--- EXTRACTED TEXT ---
Thence it came into the pious historical encyclopaedia of Vincent of
Beauvais, and, most important of all, into the _Lives of the Saints_.

Hence the name of its pious hero found its way into the list of
saints whose intercession is to be prayed for, and it passed
without challenge until about 1590, when, the general subject of
canonization having been brought up at Rome, Pope Sixtus V, by
virtue of his infallibility and immunity against error in
everything relating to faith and morals, sanctioned a revised list
of saints, authorizing and directing it to be accepted by the
Church; and among those on whom he thus forever infallibly set the
seal of Heaven was included "_The Holy Saint Josaphat of India_,
whose wonderful acts St. John of Damascus has related." The 27th of
November was appointed as the day set apart in honour of this
saint, and the decree, having been enforced by successive popes for
over two hundred and fifty years, was again officially approved by
Pius IX in 1873. This decree was duly accepted as infallible, and
in one of the largest cities of Italy may to-day be seen a
Christian church dedicated to this saint. On its front are the
initials of his Italianized name; over its main entrance is the
inscription "_Divo Josafat_"; and within it is an altar dedicated to
the saint--above this being a pedestal bearing his name and
supporting a large statue which represents him as a youthful prince
wearing a crown and contemplating a crucifix.

Moreover, relics of this saint were found; bones alleged to be
parts of his skeleton, having been presented by a Doge of Venice
to a King of Portugal, are now treasured at Antwerp.

But even as early as the sixteenth century a pregnant fact
regarding this whole legend was noted: for the Portuguese
historian Diego Conto showed that it was identical with the legend
of Buddha. Fortunately for the historian, his faith was so robust
that he saw in this resemblance only a trick of Satan; the life of
Buddha being, in his opinion, merely a diabolic counterfeit of the
life of Josaphat centuries before the latter was lived or
written--just as good Abbe Huc saw in the ceremonies of Buddhism a
similar anticipatory counterfeit of Christian ritual.

--- ROWS ---
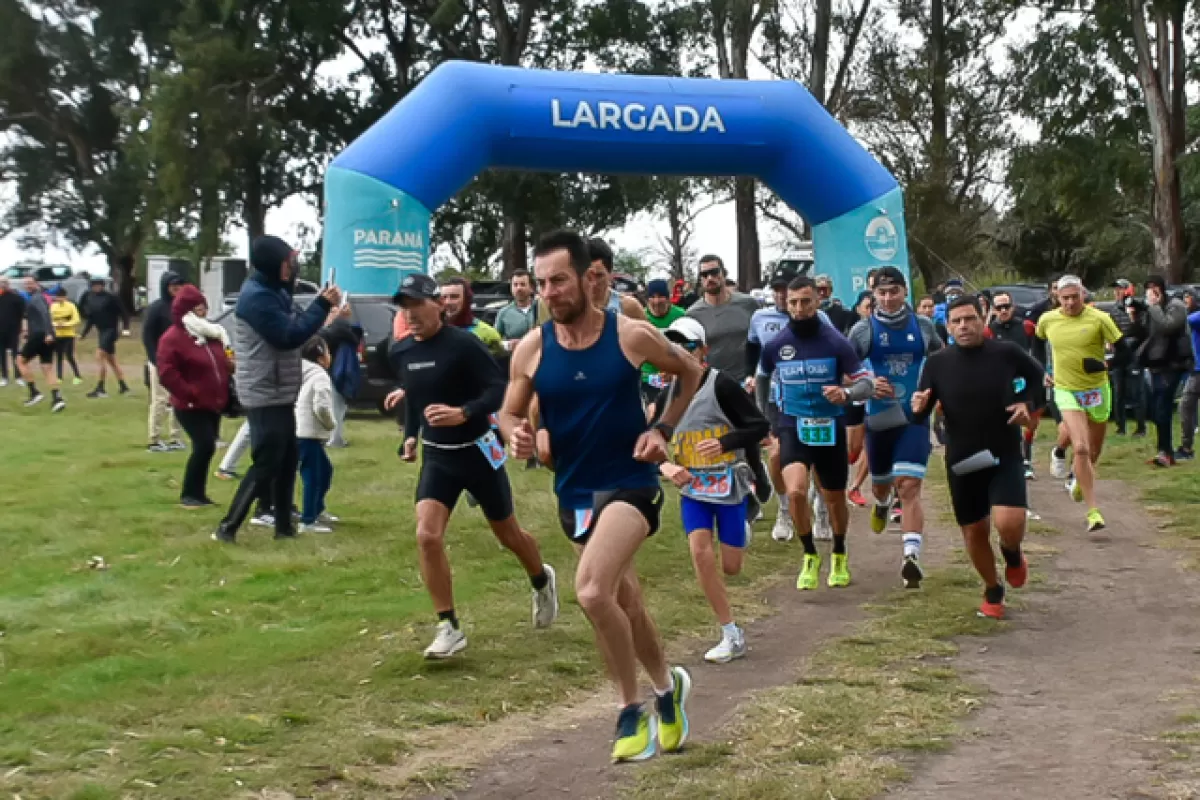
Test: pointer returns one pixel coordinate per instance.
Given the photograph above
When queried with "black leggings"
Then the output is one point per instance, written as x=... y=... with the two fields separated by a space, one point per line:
x=64 y=349
x=202 y=428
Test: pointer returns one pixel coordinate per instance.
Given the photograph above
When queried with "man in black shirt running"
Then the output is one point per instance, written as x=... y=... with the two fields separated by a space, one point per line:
x=987 y=390
x=450 y=386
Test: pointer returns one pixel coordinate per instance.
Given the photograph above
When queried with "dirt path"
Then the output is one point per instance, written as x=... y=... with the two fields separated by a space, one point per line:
x=1091 y=671
x=573 y=759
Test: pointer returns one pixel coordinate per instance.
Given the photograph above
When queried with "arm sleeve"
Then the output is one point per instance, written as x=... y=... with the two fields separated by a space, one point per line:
x=1033 y=374
x=749 y=425
x=491 y=380
x=282 y=329
x=928 y=383
x=861 y=338
x=754 y=353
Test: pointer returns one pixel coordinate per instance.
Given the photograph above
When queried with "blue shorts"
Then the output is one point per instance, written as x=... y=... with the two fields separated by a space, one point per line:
x=729 y=521
x=898 y=452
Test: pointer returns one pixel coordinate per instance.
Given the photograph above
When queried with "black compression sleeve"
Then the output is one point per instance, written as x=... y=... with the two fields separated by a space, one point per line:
x=754 y=354
x=749 y=425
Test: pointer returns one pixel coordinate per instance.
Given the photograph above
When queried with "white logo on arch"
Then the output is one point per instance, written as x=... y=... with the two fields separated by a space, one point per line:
x=881 y=239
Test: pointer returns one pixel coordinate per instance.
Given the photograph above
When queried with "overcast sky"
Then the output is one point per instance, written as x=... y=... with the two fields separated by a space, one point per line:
x=715 y=230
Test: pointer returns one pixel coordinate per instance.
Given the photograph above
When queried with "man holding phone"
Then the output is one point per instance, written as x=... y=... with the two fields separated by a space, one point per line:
x=269 y=336
x=989 y=391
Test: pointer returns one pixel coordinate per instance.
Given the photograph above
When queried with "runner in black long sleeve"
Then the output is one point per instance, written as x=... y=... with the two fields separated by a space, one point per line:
x=988 y=391
x=450 y=386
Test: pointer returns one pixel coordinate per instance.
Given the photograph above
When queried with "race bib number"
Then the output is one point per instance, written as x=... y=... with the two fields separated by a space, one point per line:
x=582 y=522
x=712 y=483
x=491 y=447
x=817 y=432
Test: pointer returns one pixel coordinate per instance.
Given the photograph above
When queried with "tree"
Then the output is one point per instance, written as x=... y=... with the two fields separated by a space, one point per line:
x=71 y=74
x=936 y=114
x=733 y=24
x=1137 y=56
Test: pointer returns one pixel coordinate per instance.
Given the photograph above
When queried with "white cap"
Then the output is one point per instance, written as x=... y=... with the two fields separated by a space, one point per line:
x=685 y=330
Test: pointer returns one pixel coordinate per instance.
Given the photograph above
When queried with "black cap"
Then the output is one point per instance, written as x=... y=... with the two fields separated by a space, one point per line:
x=417 y=286
x=783 y=276
x=889 y=276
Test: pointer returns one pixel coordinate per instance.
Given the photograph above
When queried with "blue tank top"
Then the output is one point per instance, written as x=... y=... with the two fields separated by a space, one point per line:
x=898 y=356
x=592 y=407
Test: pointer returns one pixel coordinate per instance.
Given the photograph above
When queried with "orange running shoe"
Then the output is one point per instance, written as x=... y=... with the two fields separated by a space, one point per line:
x=1017 y=576
x=991 y=611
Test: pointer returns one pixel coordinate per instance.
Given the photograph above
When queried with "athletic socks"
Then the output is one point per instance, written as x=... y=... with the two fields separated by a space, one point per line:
x=1012 y=558
x=912 y=545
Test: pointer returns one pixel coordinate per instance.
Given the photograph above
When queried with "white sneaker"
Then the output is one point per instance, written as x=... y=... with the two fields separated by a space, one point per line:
x=783 y=531
x=448 y=642
x=1057 y=465
x=727 y=649
x=545 y=600
x=822 y=529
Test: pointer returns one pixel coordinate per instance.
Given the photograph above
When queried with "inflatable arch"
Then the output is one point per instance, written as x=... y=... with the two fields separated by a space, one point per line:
x=466 y=118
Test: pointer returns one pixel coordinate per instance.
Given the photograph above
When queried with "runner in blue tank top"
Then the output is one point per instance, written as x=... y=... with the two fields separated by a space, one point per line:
x=895 y=341
x=585 y=368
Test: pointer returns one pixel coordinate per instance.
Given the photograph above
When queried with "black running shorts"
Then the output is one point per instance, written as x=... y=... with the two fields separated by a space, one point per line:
x=975 y=495
x=831 y=463
x=37 y=350
x=579 y=523
x=447 y=474
x=107 y=340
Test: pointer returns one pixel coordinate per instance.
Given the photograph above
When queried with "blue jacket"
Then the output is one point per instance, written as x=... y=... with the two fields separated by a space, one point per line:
x=269 y=332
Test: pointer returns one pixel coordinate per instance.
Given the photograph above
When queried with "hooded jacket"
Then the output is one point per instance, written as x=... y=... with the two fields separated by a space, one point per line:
x=12 y=311
x=157 y=317
x=102 y=311
x=269 y=334
x=196 y=376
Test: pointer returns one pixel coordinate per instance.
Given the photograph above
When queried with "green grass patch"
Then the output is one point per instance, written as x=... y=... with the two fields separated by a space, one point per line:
x=186 y=669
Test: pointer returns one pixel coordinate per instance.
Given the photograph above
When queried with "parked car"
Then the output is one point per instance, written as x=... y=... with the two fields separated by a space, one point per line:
x=1025 y=295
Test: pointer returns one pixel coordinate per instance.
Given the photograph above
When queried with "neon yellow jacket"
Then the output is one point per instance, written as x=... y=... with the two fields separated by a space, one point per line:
x=65 y=318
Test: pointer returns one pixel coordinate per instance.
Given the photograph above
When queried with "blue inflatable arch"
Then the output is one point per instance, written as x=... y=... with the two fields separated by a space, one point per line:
x=466 y=118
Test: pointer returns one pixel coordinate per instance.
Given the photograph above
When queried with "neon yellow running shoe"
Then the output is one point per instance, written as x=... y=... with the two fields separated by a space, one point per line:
x=810 y=576
x=636 y=735
x=839 y=571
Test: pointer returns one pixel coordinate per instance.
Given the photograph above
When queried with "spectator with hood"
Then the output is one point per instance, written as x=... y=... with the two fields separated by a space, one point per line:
x=269 y=334
x=155 y=322
x=1167 y=354
x=195 y=371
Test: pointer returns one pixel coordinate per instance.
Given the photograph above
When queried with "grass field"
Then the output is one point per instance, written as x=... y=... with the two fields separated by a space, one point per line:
x=186 y=669
x=192 y=671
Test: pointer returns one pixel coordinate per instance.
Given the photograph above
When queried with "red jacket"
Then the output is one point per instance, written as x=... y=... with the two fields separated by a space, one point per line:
x=197 y=376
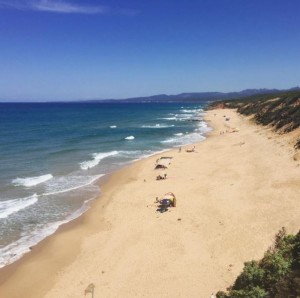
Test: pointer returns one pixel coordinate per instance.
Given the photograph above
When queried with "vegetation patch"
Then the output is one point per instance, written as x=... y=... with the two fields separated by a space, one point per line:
x=277 y=275
x=282 y=111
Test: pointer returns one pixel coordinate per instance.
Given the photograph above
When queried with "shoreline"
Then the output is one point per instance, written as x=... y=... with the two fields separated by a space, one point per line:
x=62 y=252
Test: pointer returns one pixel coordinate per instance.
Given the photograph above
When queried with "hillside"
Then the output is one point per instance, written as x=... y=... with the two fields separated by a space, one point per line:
x=278 y=110
x=195 y=97
x=277 y=275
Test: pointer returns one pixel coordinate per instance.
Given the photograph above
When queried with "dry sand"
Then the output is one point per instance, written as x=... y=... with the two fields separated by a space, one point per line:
x=233 y=194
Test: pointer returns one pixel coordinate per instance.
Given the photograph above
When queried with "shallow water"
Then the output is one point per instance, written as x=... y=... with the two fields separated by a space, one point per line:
x=52 y=155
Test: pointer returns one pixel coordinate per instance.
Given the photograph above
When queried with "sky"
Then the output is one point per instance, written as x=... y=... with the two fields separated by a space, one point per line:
x=70 y=50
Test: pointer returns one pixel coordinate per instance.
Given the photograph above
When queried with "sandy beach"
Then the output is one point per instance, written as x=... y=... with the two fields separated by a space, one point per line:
x=233 y=194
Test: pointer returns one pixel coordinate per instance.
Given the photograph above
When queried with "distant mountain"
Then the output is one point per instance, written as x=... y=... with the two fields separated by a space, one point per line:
x=196 y=96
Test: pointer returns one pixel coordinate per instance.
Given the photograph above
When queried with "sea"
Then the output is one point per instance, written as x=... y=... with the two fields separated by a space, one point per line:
x=52 y=156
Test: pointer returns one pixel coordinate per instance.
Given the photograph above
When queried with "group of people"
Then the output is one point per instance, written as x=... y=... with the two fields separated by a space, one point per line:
x=160 y=177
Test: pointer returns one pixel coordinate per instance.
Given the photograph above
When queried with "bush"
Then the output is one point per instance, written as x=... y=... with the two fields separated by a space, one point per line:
x=277 y=275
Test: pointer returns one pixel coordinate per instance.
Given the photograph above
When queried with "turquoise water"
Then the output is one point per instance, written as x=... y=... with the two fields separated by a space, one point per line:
x=53 y=154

--- WHAT THE EXERCISE ASKS ---
Copy the stretch from "Moreover, relics of" through "treasured at Antwerp." in the passage on Saint Josaphat, swapping "a King of Portugal" for "a King of Spain".

--- FINISHED EXERCISE ---
Moreover, relics of this saint were found; bones alleged to be
parts of his skeleton, having been presented by a Doge of Venice
to a King of Spain, are now treasured at Antwerp.